Extracted data entries
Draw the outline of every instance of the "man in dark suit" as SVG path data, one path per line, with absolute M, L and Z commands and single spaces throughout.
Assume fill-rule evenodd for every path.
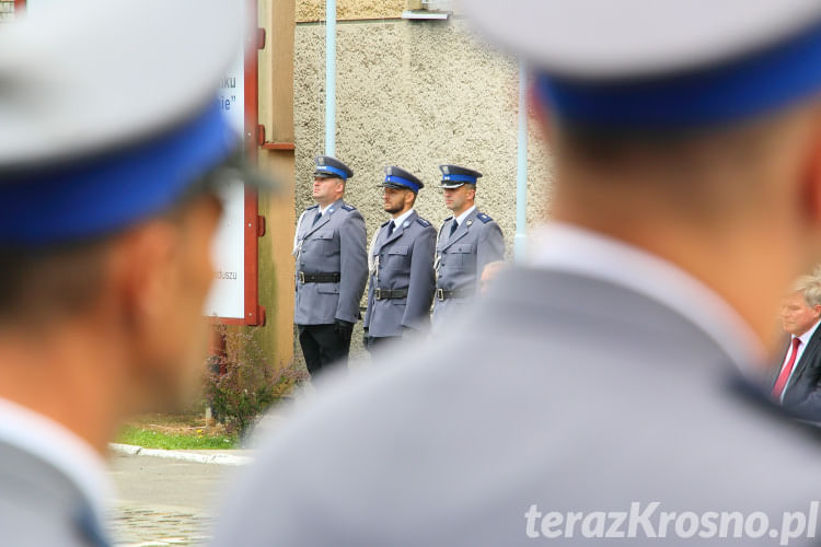
M 775 400 L 800 416 L 821 420 L 821 279 L 806 276 L 782 303 L 782 327 L 790 335 L 773 380 Z
M 384 210 L 392 219 L 380 226 L 365 314 L 365 346 L 370 350 L 407 331 L 427 330 L 433 301 L 436 229 L 414 210 L 421 181 L 407 171 L 385 167 Z

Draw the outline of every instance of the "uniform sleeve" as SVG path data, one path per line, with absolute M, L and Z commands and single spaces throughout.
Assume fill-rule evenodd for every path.
M 435 247 L 436 230 L 433 226 L 428 226 L 414 242 L 413 255 L 410 255 L 410 284 L 405 315 L 402 317 L 402 325 L 406 327 L 424 327 L 430 314 L 436 286 Z
M 488 222 L 479 235 L 476 249 L 476 279 L 482 277 L 485 266 L 505 259 L 505 237 L 496 222 Z
M 369 328 L 371 325 L 371 307 L 373 306 L 373 276 L 370 274 L 370 270 L 375 267 L 375 264 L 371 264 L 371 260 L 373 260 L 373 249 L 377 246 L 377 238 L 379 237 L 379 232 L 382 229 L 380 228 L 377 230 L 377 233 L 373 234 L 373 238 L 371 238 L 370 247 L 368 247 L 368 302 L 367 302 L 367 310 L 365 312 L 365 328 Z
M 335 318 L 356 323 L 359 302 L 368 282 L 365 219 L 352 211 L 339 226 L 339 304 Z

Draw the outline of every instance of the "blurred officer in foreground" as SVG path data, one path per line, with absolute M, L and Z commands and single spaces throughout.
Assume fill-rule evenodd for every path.
M 821 251 L 821 3 L 463 8 L 535 70 L 555 222 L 280 430 L 218 545 L 816 544 L 821 445 L 748 380 Z
M 444 205 L 453 217 L 444 219 L 436 245 L 436 302 L 433 329 L 439 330 L 478 293 L 479 277 L 490 263 L 505 258 L 499 225 L 476 209 L 478 171 L 440 165 Z
M 421 181 L 385 167 L 384 209 L 393 218 L 379 229 L 365 314 L 365 347 L 373 349 L 406 331 L 427 330 L 433 300 L 436 229 L 414 210 Z
M 49 10 L 0 31 L 0 544 L 101 547 L 107 441 L 204 362 L 241 21 L 222 0 Z
M 328 155 L 315 159 L 313 199 L 297 222 L 293 323 L 308 372 L 347 363 L 350 335 L 368 280 L 365 219 L 343 200 L 354 173 Z

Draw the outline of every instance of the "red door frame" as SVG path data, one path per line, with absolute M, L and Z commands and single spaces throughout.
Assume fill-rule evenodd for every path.
M 265 46 L 265 34 L 257 27 L 257 0 L 246 0 L 245 38 L 245 130 L 243 135 L 245 158 L 251 165 L 256 165 L 261 131 L 259 117 L 259 56 L 258 50 Z M 265 219 L 259 216 L 259 198 L 253 188 L 245 188 L 245 316 L 216 317 L 223 325 L 264 325 L 265 307 L 259 305 L 259 237 L 265 234 Z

Problem requirements
Transcribe all of the records above verbatim, line for line, and leave the picture out of your answer.

Result of the task
Draw the outline of every instance of the "man in dark suit" as SVG path data, one path per line, with absolute M, L and Z commands and single spaces throughout.
Assume fill-rule evenodd for every path.
M 775 400 L 800 416 L 821 420 L 821 279 L 806 276 L 782 303 L 782 327 L 790 335 L 773 380 Z
M 384 210 L 392 219 L 380 226 L 365 314 L 365 346 L 370 350 L 407 331 L 427 330 L 433 301 L 436 229 L 414 210 L 421 181 L 407 171 L 385 167 Z

Draw the outline of every instance of the "uniform sleeve" as SVG path data, one path per line, with absolute M, L and Z commands and single spaces throughout.
Assume fill-rule evenodd for every path.
M 435 247 L 436 230 L 433 226 L 428 226 L 414 242 L 413 255 L 410 255 L 410 284 L 405 315 L 402 317 L 402 325 L 406 327 L 424 327 L 430 314 L 436 286 Z
M 488 222 L 479 235 L 476 249 L 476 279 L 482 277 L 485 266 L 505 259 L 505 237 L 496 222 Z
M 369 328 L 371 325 L 371 307 L 373 306 L 373 276 L 370 274 L 370 270 L 375 267 L 375 264 L 371 264 L 371 260 L 373 260 L 373 249 L 377 246 L 377 238 L 379 237 L 379 232 L 382 229 L 380 228 L 377 230 L 377 233 L 373 234 L 373 238 L 371 238 L 370 247 L 368 247 L 368 302 L 367 302 L 367 310 L 365 312 L 365 328 Z
M 335 318 L 356 323 L 359 302 L 368 282 L 365 219 L 352 211 L 339 226 L 339 304 Z

Draw the outline of every instance of the "blurred officer in foreground" as SVG path data, one path per line, with absolute M, L and Z commands and single spaces throughout.
Assume fill-rule evenodd for every path.
M 821 251 L 821 3 L 463 8 L 535 70 L 555 222 L 280 430 L 218 545 L 816 544 L 821 445 L 748 380 Z
M 444 205 L 453 217 L 444 219 L 436 245 L 436 302 L 433 329 L 439 330 L 478 293 L 479 277 L 490 263 L 505 258 L 499 225 L 476 209 L 478 171 L 440 165 Z
M 421 181 L 385 167 L 384 209 L 393 218 L 379 229 L 365 314 L 365 347 L 373 349 L 406 331 L 427 330 L 433 300 L 436 229 L 414 210 Z
M 49 10 L 0 31 L 0 544 L 101 547 L 107 441 L 204 362 L 241 21 L 222 0 Z
M 328 155 L 315 159 L 313 199 L 297 222 L 293 323 L 308 372 L 347 363 L 350 335 L 368 280 L 365 219 L 343 200 L 354 173 Z

Draw the outline of every instance of the "red door frame" as SVG path data, one path per line, with absolute M, L and Z commands and single spaces throughout.
Assume fill-rule evenodd for every path.
M 265 46 L 265 34 L 257 27 L 257 0 L 246 0 L 245 38 L 245 130 L 243 135 L 245 158 L 251 165 L 256 165 L 261 131 L 259 117 L 259 56 L 258 50 Z M 265 219 L 259 216 L 259 198 L 253 188 L 245 188 L 245 316 L 216 317 L 223 325 L 264 325 L 265 307 L 259 305 L 259 237 L 265 234 Z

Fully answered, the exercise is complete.